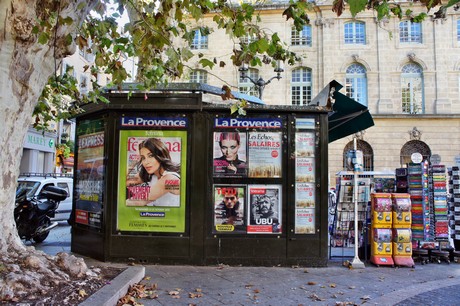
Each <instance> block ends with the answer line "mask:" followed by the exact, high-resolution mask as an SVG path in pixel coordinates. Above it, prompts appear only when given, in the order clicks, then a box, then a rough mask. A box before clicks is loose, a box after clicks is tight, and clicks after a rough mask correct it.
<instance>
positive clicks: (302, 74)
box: [291, 67, 312, 105]
mask: <svg viewBox="0 0 460 306" xmlns="http://www.w3.org/2000/svg"><path fill="white" fill-rule="evenodd" d="M311 79H312V76H311V69H309V68H304V67H302V68H297V69H294V70H293V71H292V77H291V102H292V105H307V104H309V103H310V102H311V96H312V93H311V88H312V84H311Z"/></svg>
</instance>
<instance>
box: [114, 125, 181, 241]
mask: <svg viewBox="0 0 460 306" xmlns="http://www.w3.org/2000/svg"><path fill="white" fill-rule="evenodd" d="M186 152H187V131H172V130H168V131H164V130H122V131H120V154H119V156H120V159H119V176H118V190H119V192H118V205H117V210H118V215H117V230H120V231H142V232H170V233H183V232H184V231H185V188H186V181H185V178H186V177H187V176H186V169H187V165H186V162H187V158H186ZM159 161H162V163H161V164H160V162H159Z"/></svg>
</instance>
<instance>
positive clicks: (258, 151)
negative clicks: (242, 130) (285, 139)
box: [248, 132, 282, 178]
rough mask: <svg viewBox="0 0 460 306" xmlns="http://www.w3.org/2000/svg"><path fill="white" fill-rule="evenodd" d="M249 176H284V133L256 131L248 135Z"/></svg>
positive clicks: (256, 176) (265, 176) (277, 177)
mask: <svg viewBox="0 0 460 306" xmlns="http://www.w3.org/2000/svg"><path fill="white" fill-rule="evenodd" d="M248 152H249V153H248V155H249V177H273V178H278V177H281V176H282V169H281V165H282V133H281V132H276V133H273V132H271V133H269V132H255V133H249V136H248Z"/></svg>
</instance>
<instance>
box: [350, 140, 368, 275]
mask: <svg viewBox="0 0 460 306" xmlns="http://www.w3.org/2000/svg"><path fill="white" fill-rule="evenodd" d="M353 149H354V150H355V156H356V151H357V144H356V135H355V136H354V137H353ZM353 183H354V186H353V202H354V208H355V257H354V258H353V261H352V263H351V266H352V267H353V269H364V268H365V267H364V263H363V262H362V261H361V260H360V259H359V256H358V242H359V239H358V238H359V233H358V173H357V172H356V167H355V166H354V167H353Z"/></svg>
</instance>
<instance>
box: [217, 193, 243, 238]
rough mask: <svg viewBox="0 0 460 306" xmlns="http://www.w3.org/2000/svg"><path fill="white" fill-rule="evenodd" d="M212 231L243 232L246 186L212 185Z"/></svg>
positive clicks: (219, 231)
mask: <svg viewBox="0 0 460 306" xmlns="http://www.w3.org/2000/svg"><path fill="white" fill-rule="evenodd" d="M213 190H214V228H213V232H214V233H245V232H246V226H245V223H244V211H245V209H244V208H245V207H244V206H245V200H246V187H244V186H241V185H214V188H213Z"/></svg>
####################
▸ **WHAT THIS TASK INVOLVES**: Rewrite the rows from the start through the line containing "box: [248, 132, 282, 178]", replacing "positive clicks" with "foreground clicks" and changing nothing else. Leave out the pictures.

▸ **ANSWER BOX**:
Each <instance> block ends with the answer line "mask:" followed by the exact, high-resolution mask as an SVG path in pixel coordinates. Above it, prompts appear only when given, in the order clicks, then a box, then a rough mask. A box before clicks is loose, a box after clicks is tight, and clicks after a rough mask correct it.
<instance>
foreground clicks: (302, 74)
box: [291, 67, 312, 105]
mask: <svg viewBox="0 0 460 306" xmlns="http://www.w3.org/2000/svg"><path fill="white" fill-rule="evenodd" d="M311 79H312V76H311V69H309V68H304V67H302V68H297V69H294V70H293V71H292V77H291V102H292V105H307V104H309V103H310V102H311V96H312V93H311V88H312V84H311Z"/></svg>
</instance>
<instance>
box: [114, 125, 181, 241]
mask: <svg viewBox="0 0 460 306" xmlns="http://www.w3.org/2000/svg"><path fill="white" fill-rule="evenodd" d="M186 152H187V131H172V130H168V131H164V130H122V131H120V154H119V156H120V159H119V176H118V190H119V192H118V205H117V210H118V215H117V230H120V231H142V232H170V233H183V232H184V231H185V188H186V181H185V178H186V177H187V176H186V169H187V165H186V162H187V158H186ZM159 161H162V163H161V164H160V162H159Z"/></svg>
</instance>
<instance>
foreground clicks: (258, 151)
negative clicks: (242, 130) (285, 139)
box: [248, 132, 282, 178]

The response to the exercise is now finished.